WHAT IS NEEDED — Give again only the lines from the line that holds "As a warehouse robot's perception module, locate bull in" to the end of the data, inclusive, omitting all pictures.

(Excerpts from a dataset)
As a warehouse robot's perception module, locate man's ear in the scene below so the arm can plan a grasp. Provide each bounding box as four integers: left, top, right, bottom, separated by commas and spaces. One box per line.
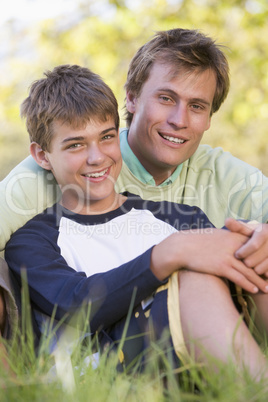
125, 91, 137, 113
205, 116, 212, 132
30, 142, 52, 171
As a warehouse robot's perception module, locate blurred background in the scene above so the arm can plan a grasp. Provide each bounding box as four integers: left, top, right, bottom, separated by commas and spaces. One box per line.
0, 0, 267, 180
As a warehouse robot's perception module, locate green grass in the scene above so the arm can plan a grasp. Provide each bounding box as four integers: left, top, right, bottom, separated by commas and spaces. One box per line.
0, 323, 267, 402
0, 283, 268, 402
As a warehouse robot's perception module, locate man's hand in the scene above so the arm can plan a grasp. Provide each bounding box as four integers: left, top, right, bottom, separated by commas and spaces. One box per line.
225, 218, 268, 278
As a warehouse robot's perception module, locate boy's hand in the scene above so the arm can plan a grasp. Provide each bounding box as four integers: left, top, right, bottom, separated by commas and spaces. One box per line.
225, 218, 268, 278
151, 228, 268, 294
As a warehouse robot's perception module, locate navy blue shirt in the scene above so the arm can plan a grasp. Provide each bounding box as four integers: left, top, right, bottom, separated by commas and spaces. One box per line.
5, 193, 213, 339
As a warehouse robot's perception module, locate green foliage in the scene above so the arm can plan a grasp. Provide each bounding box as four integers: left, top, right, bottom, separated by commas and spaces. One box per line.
1, 0, 268, 179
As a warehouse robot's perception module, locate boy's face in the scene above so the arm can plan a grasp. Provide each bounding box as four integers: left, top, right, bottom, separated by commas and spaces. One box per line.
126, 62, 216, 185
40, 118, 122, 214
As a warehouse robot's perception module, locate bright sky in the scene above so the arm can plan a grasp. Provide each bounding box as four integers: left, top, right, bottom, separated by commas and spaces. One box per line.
0, 0, 78, 25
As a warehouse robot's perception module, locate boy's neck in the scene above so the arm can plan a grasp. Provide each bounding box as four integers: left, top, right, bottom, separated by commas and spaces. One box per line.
60, 193, 127, 215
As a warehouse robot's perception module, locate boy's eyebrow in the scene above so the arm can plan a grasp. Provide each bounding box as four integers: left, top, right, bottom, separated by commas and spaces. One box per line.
62, 136, 85, 144
61, 127, 117, 144
100, 127, 118, 135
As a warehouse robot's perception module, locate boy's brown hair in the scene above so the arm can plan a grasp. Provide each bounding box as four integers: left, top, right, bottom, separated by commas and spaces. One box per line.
21, 64, 119, 151
124, 28, 230, 127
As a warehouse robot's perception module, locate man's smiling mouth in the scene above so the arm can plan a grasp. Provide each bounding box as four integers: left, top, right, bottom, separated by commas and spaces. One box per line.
161, 134, 186, 144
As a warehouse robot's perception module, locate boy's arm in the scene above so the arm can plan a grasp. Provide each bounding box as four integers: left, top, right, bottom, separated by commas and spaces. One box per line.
6, 224, 268, 334
150, 228, 268, 294
5, 232, 165, 333
0, 156, 60, 250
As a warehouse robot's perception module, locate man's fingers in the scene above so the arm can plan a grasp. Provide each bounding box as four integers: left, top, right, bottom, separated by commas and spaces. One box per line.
224, 217, 254, 237
235, 224, 268, 260
227, 270, 258, 294
255, 258, 268, 276
244, 270, 268, 294
243, 247, 268, 269
229, 259, 268, 294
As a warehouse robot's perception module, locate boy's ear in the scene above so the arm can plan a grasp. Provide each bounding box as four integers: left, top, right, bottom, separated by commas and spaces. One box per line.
125, 91, 137, 113
30, 142, 52, 171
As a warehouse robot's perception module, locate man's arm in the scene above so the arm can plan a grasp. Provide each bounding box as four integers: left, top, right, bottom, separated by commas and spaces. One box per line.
224, 218, 268, 336
176, 145, 268, 229
0, 156, 60, 250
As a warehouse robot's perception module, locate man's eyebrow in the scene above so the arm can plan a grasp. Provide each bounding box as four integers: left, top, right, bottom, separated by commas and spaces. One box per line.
156, 88, 211, 106
156, 88, 178, 96
190, 97, 211, 107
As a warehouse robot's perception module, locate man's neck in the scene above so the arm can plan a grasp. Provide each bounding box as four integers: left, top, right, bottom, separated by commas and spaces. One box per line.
126, 128, 175, 185
142, 165, 176, 186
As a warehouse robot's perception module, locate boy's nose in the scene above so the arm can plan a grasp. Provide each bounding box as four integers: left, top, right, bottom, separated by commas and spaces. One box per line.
86, 144, 105, 165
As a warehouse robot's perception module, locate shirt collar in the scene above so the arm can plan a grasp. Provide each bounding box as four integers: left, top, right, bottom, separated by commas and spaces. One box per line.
120, 128, 182, 186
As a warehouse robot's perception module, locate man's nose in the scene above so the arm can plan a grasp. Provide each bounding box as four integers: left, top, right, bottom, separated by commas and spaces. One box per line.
167, 103, 188, 128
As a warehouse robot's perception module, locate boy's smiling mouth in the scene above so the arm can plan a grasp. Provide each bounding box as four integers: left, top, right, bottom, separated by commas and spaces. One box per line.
83, 167, 109, 178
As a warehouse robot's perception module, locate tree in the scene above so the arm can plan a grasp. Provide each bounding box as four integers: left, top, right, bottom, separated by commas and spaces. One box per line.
0, 0, 267, 179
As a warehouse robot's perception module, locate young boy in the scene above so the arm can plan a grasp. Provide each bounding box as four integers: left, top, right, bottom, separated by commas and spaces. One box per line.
5, 65, 268, 379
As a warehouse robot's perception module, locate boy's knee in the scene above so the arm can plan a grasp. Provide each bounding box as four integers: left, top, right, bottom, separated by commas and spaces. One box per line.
179, 270, 229, 295
179, 269, 226, 284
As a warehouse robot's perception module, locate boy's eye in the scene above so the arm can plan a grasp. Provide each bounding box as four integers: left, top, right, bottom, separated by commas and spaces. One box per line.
68, 143, 82, 149
101, 134, 115, 141
159, 95, 172, 102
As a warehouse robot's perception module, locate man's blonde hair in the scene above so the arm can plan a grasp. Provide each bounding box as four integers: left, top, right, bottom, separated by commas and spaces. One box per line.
124, 28, 229, 127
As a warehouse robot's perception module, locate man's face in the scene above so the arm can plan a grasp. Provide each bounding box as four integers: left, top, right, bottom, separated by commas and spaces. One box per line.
126, 62, 217, 185
37, 118, 122, 214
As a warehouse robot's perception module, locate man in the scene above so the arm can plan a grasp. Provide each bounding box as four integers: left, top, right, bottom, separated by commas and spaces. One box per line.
1, 28, 268, 338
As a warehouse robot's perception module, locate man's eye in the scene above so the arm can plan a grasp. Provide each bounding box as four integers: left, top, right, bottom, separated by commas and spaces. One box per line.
191, 104, 203, 110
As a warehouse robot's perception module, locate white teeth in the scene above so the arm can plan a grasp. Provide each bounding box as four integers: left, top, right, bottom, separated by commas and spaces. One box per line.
85, 168, 108, 178
163, 135, 185, 144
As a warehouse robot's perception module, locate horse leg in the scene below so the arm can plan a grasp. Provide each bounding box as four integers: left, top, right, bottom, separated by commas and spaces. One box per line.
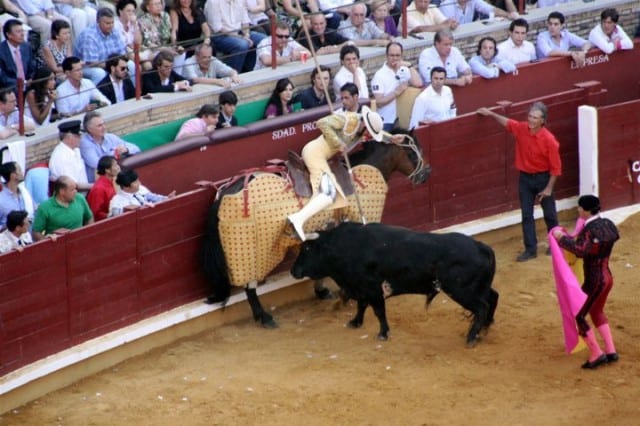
313, 279, 336, 300
245, 284, 278, 329
347, 298, 368, 329
369, 298, 390, 341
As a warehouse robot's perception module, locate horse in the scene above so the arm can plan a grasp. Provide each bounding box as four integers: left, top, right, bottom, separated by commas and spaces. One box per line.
200, 134, 431, 328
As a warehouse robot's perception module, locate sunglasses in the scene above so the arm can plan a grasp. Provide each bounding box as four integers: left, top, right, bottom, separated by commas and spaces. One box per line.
275, 34, 290, 39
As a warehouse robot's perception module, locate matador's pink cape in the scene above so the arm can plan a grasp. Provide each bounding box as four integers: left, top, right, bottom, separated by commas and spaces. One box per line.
548, 218, 587, 354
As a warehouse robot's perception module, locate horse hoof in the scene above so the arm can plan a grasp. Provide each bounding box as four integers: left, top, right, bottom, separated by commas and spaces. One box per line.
205, 295, 225, 305
261, 318, 279, 329
466, 335, 480, 348
377, 333, 388, 341
315, 287, 336, 300
346, 320, 362, 329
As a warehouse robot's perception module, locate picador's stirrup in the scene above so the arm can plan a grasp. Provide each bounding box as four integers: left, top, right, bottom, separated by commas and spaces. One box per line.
287, 193, 334, 241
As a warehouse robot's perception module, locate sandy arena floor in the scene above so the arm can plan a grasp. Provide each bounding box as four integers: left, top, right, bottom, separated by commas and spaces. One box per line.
2, 213, 640, 426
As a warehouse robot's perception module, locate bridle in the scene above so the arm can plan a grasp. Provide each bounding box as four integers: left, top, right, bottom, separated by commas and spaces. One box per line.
390, 134, 427, 183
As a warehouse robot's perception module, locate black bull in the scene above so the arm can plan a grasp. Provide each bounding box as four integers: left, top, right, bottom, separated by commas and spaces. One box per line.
291, 222, 499, 346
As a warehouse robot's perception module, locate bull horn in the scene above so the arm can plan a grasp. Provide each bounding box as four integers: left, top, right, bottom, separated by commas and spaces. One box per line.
305, 232, 320, 240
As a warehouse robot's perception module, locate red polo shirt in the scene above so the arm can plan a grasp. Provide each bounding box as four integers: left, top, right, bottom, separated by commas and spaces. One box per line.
87, 175, 117, 221
506, 119, 562, 176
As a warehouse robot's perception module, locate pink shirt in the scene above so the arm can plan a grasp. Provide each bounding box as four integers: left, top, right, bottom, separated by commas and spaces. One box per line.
176, 117, 208, 139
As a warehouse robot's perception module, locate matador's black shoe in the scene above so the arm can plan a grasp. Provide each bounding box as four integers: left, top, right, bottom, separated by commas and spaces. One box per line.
581, 354, 608, 369
606, 352, 619, 363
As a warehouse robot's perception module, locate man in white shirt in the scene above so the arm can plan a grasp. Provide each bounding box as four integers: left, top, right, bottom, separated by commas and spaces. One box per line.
55, 56, 111, 117
254, 21, 309, 71
371, 41, 423, 131
48, 120, 92, 192
0, 87, 35, 135
204, 0, 266, 73
0, 210, 32, 253
333, 44, 369, 101
418, 30, 472, 86
109, 168, 173, 217
409, 66, 455, 129
398, 0, 457, 34
439, 0, 518, 25
496, 18, 537, 65
588, 8, 633, 55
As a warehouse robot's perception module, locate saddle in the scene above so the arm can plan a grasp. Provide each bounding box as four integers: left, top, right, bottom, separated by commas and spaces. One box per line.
285, 150, 355, 198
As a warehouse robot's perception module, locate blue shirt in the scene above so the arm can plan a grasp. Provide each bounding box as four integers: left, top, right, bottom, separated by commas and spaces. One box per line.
536, 29, 588, 59
74, 24, 126, 63
0, 187, 26, 227
468, 54, 516, 79
80, 133, 141, 182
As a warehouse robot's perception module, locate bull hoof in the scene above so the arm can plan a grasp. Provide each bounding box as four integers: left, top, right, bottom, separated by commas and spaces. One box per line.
465, 335, 480, 348
261, 317, 279, 329
205, 295, 226, 305
346, 319, 362, 329
377, 333, 389, 341
315, 287, 336, 300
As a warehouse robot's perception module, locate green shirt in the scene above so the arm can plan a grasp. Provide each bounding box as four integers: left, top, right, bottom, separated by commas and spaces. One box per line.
32, 194, 93, 235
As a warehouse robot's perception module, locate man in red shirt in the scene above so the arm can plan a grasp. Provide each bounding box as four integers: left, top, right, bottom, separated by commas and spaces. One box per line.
87, 155, 120, 221
477, 102, 562, 261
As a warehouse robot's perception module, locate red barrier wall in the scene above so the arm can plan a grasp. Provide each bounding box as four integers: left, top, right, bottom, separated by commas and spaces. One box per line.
0, 82, 635, 379
596, 99, 640, 209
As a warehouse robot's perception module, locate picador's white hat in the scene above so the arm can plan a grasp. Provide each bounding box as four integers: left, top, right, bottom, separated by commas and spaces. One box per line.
361, 106, 384, 142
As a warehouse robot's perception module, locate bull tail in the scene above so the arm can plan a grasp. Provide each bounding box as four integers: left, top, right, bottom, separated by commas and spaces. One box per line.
200, 198, 232, 304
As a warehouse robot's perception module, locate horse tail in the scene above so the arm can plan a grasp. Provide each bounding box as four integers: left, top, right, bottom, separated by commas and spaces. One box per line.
200, 196, 232, 304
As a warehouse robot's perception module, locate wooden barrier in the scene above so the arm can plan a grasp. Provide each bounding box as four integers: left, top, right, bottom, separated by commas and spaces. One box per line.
0, 81, 634, 386
595, 99, 640, 209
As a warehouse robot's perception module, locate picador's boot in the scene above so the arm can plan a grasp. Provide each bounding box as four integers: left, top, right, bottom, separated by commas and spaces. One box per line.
287, 194, 333, 241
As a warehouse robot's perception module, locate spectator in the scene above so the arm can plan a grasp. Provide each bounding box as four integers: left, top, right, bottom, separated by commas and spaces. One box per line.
55, 56, 111, 117
418, 29, 472, 86
337, 82, 361, 113
39, 19, 72, 81
536, 11, 591, 67
254, 20, 309, 71
409, 66, 455, 130
398, 0, 457, 35
204, 0, 265, 73
74, 7, 129, 85
114, 0, 142, 58
0, 87, 36, 133
32, 175, 94, 241
297, 13, 349, 56
0, 161, 36, 227
170, 0, 211, 71
333, 44, 368, 101
588, 8, 633, 55
484, 0, 518, 18
0, 18, 36, 89
182, 43, 242, 87
0, 0, 28, 26
496, 18, 536, 65
137, 0, 176, 69
11, 0, 70, 48
49, 120, 92, 191
25, 66, 58, 126
316, 0, 353, 29
80, 110, 140, 181
295, 65, 334, 110
477, 101, 561, 262
109, 168, 174, 216
338, 2, 391, 46
97, 54, 135, 104
371, 41, 422, 131
370, 0, 397, 37
469, 36, 516, 79
52, 0, 97, 40
86, 154, 120, 220
439, 0, 518, 25
0, 210, 32, 253
142, 50, 192, 94
536, 0, 569, 7
216, 90, 238, 129
264, 77, 294, 118
246, 0, 270, 35
175, 103, 219, 139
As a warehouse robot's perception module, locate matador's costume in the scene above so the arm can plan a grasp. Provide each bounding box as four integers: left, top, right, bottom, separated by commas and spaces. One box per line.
288, 106, 385, 240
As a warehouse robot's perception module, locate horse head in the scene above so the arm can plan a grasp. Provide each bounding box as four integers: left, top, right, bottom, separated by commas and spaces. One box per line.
351, 131, 431, 185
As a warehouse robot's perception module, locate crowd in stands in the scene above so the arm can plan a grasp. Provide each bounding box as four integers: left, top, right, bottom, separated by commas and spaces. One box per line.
0, 0, 637, 254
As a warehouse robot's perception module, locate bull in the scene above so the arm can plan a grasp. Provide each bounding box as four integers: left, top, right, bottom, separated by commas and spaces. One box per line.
291, 222, 499, 346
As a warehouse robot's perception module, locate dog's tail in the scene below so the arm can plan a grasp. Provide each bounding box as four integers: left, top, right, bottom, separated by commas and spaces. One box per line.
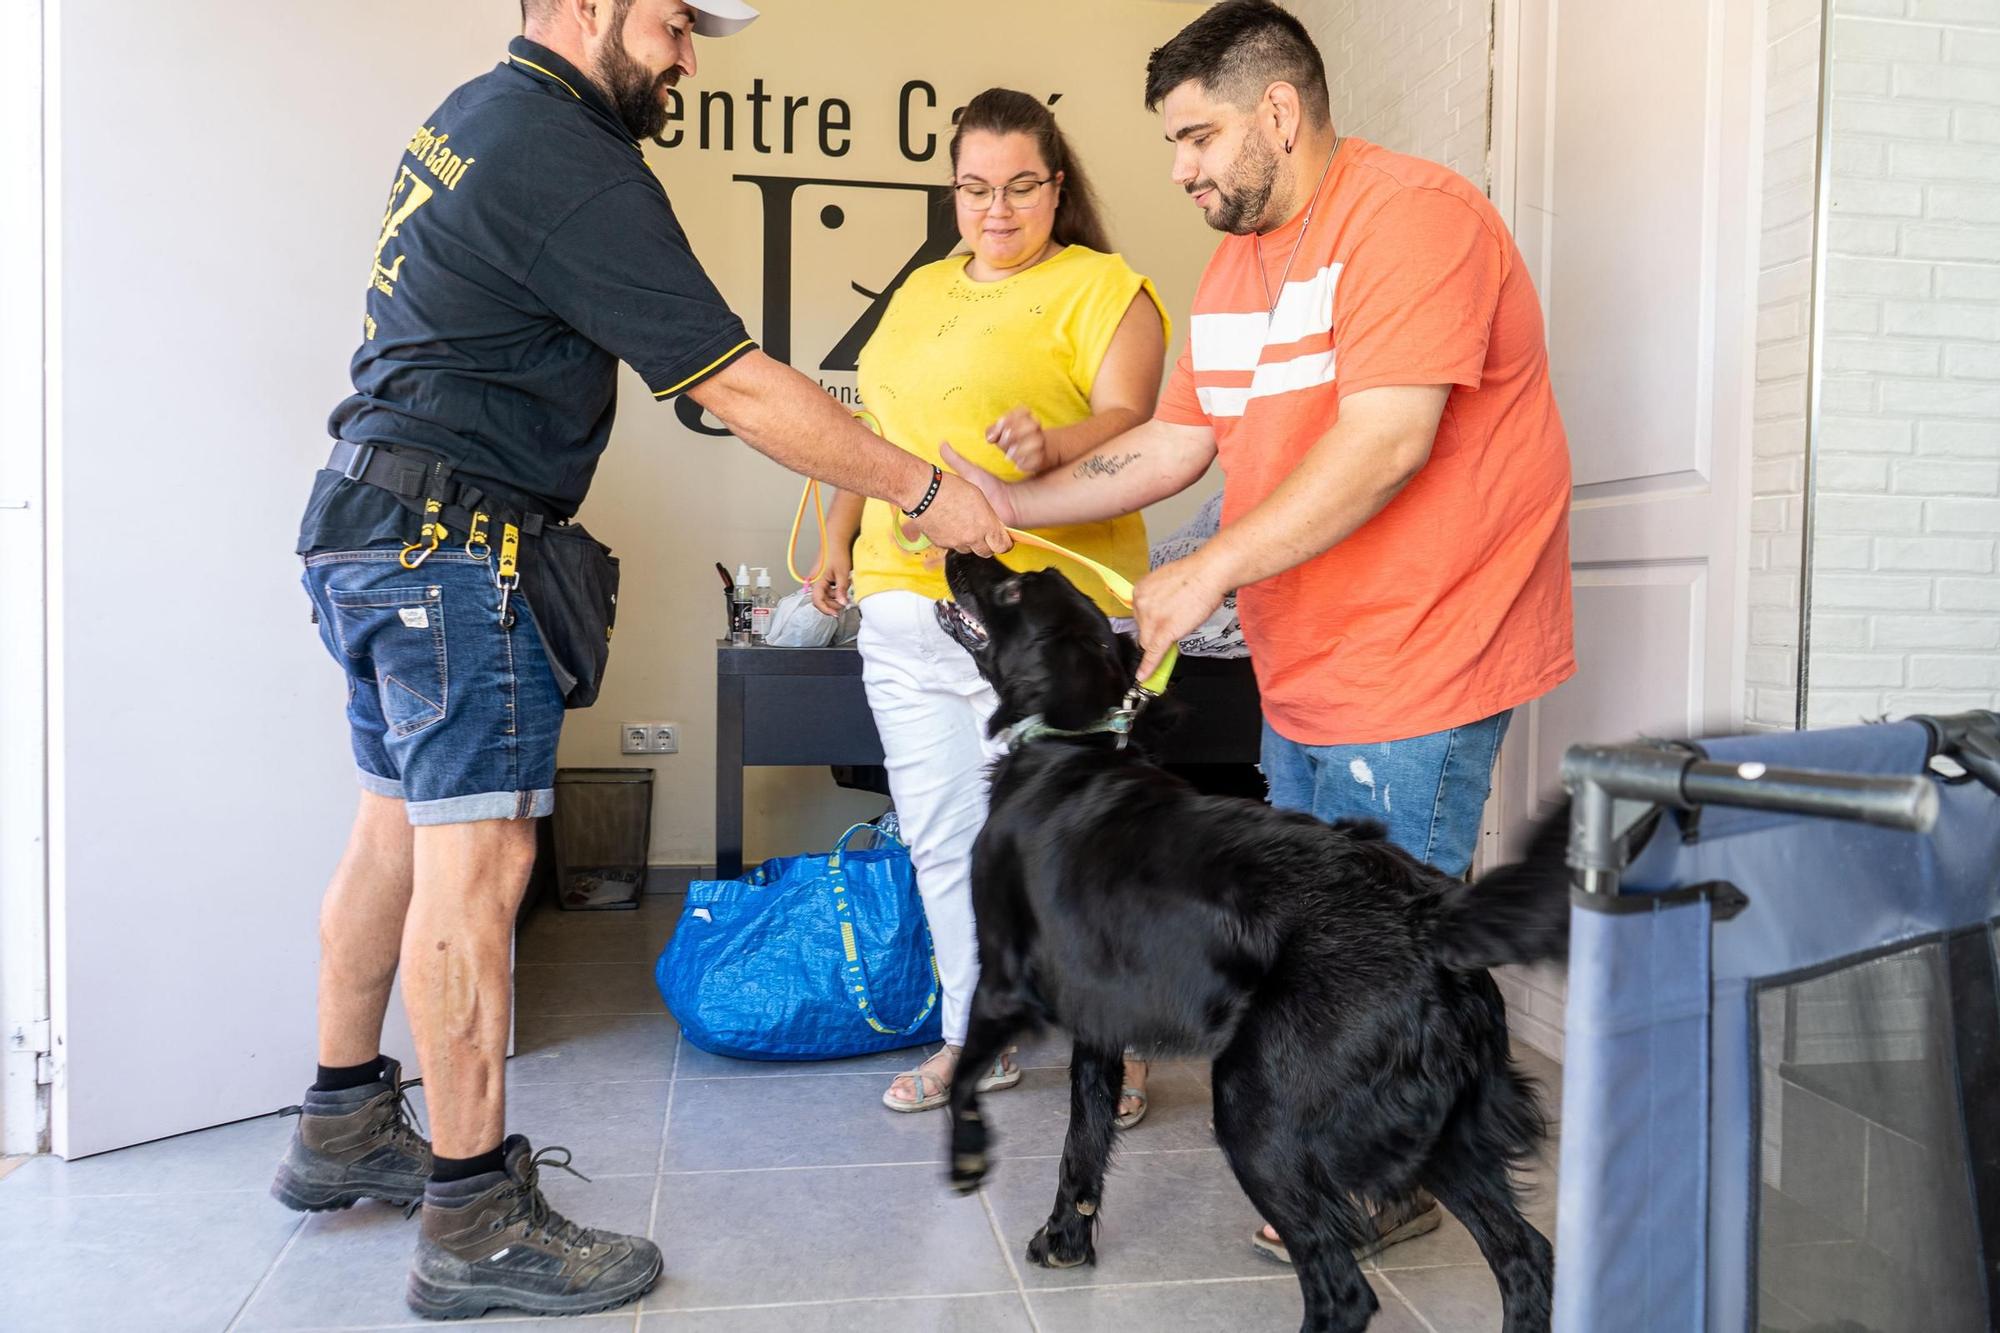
1430, 801, 1572, 971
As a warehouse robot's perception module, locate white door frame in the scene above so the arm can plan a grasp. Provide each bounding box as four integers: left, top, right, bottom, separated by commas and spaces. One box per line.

OUTPUT FOR THIS TASK —
As a warehouse robot's perception module, locate bull in the scene above so the arm can plan a grasp. Provide each bounding box as four integers: left, top, right, bottom, separated by commas and spaces. One box per line.
291, 222, 499, 346
As a warehouse robot's perception module, locate dog's tail in the scene below so the arm can plan a grasp. Provide each bounding box as four integers: left, top, right, bottom, separated by commas and spaces. One box per line.
1430, 801, 1572, 971
As a warehouse robot's perception module, locate white door frame in the scene above so the arm can plan a grasp. Provide each bounding box as four integers: left, top, right, bottom, separated by commas and spaces. One box per line.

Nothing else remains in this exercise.